#### YOUR INSTRUCTIONS
The required result is an exact copy of the lines beginning at the line that contains "Target: overhead cable" and ending at the last line of the material below.

#### INFORMATION SUPPLIED
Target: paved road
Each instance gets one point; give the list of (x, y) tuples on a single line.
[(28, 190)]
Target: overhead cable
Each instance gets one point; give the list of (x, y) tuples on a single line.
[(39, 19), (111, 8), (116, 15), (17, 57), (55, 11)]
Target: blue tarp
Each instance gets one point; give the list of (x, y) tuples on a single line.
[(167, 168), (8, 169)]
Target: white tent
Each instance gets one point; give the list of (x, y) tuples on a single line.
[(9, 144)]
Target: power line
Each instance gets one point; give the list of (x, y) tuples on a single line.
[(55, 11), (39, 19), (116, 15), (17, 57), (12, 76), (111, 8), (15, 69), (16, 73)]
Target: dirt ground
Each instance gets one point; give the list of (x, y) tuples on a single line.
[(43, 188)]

#### SOLUTION
Target: overhead cable
Each instance gets one point; give the list of (x, y) tuples on a single line.
[(39, 19), (111, 8), (116, 15), (17, 57), (55, 11)]
Target: blue tarp
Each instance gets one point; give the list of (x, y) tuples on a single line.
[(167, 168), (8, 169)]
Target: white tent
Each instance gets one point; give the list of (x, y) tuples on a single line.
[(9, 144)]
Target: power line
Each instance gets one point; give the list of (x, y) tuples on a single line.
[(55, 11), (39, 19), (116, 15), (17, 57), (12, 76), (111, 8), (15, 69), (16, 73)]
Target: dirt ground
Each instance gets one point; give the list of (x, y) tuples on a single line.
[(43, 188)]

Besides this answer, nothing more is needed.